━━━ Input rows
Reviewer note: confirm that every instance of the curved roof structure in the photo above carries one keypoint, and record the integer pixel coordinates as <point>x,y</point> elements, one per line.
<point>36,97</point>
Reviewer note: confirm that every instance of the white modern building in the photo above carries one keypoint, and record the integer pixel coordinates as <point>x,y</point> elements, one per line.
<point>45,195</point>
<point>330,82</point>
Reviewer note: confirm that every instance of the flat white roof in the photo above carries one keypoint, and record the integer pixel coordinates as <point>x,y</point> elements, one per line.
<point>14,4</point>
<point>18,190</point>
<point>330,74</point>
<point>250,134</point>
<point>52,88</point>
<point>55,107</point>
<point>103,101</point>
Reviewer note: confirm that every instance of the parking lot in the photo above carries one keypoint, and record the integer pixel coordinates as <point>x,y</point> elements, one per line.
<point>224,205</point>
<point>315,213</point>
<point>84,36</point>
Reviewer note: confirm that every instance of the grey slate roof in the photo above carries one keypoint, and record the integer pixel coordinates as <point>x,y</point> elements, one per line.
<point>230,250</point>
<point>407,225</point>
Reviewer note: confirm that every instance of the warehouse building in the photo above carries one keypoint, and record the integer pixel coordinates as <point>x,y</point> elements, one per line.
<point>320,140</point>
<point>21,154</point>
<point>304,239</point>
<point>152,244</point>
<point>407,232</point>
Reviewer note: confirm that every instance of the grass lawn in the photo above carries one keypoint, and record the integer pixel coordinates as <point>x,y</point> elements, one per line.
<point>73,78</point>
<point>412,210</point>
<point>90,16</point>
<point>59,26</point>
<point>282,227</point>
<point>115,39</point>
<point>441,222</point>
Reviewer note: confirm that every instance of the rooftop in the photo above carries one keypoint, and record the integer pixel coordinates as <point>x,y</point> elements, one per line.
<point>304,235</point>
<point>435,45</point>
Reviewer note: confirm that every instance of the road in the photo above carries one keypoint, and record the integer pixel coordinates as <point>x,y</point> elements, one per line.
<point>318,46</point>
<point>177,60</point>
━━━━━━
### What is asked
Format every line of the records above as a JSON list of strings, one string per line, leaving out any blank lines.

### Answer to the task
[
  "Reviewer note: confirm that every instance of the curved roof structure in the photo above carries one keypoint, and record the integer pixel coordinates as <point>x,y</point> elements, one per line.",
  "<point>36,97</point>",
  "Reviewer note: confirm that every instance of the white modern building in the photo above carries one keypoint, and record the integer pixel coordinates as <point>x,y</point> elements, one per line.",
  "<point>45,195</point>",
  "<point>330,82</point>",
  "Reviewer note: confirm that every instance of the flat white roof in the photo above carries one keypoint, and record the integer pixel coordinates as <point>x,y</point> elements, one per line.",
  "<point>14,4</point>",
  "<point>18,190</point>",
  "<point>330,74</point>",
  "<point>250,134</point>",
  "<point>52,88</point>",
  "<point>55,107</point>",
  "<point>103,101</point>",
  "Reviewer note: confirm that every instance of the parking lot in the photo above carries one keypoint, and record the integer pixel coordinates as <point>x,y</point> elements, one per line.",
  "<point>224,205</point>",
  "<point>315,213</point>",
  "<point>84,36</point>",
  "Reviewer note: confirm that every instance of the grey slate roof in the photo above carries one keypoint, and record the integer pixel coordinates as <point>x,y</point> elements, one per line.",
  "<point>230,250</point>",
  "<point>407,225</point>",
  "Reviewer note: confirm that every instance of the warehouse building in the photo above carries one keypoint, and record the integer pixel coordinates as <point>x,y</point> elements, one per line.",
  "<point>320,140</point>",
  "<point>21,154</point>",
  "<point>304,239</point>",
  "<point>152,244</point>",
  "<point>407,232</point>",
  "Reviewer note: confirm that every instance of the grass lawn in the photo above carries one keypoint, and record the integer pixel coordinates as <point>x,y</point> elements, one per line.",
  "<point>73,78</point>",
  "<point>412,210</point>",
  "<point>90,16</point>",
  "<point>59,26</point>",
  "<point>282,227</point>",
  "<point>115,39</point>",
  "<point>441,222</point>",
  "Reviewer note: confirm that every instance of the rooftop in the photo above carries one keypoint, and record the integer pixel coordinates as <point>x,y</point> elements, one per line.",
  "<point>304,235</point>",
  "<point>435,45</point>",
  "Reviewer note: confirm that every instance of the road in the photo above carries one keypoint, and record the integer pixel coordinates as <point>x,y</point> elements, one per line.",
  "<point>318,46</point>",
  "<point>177,60</point>"
]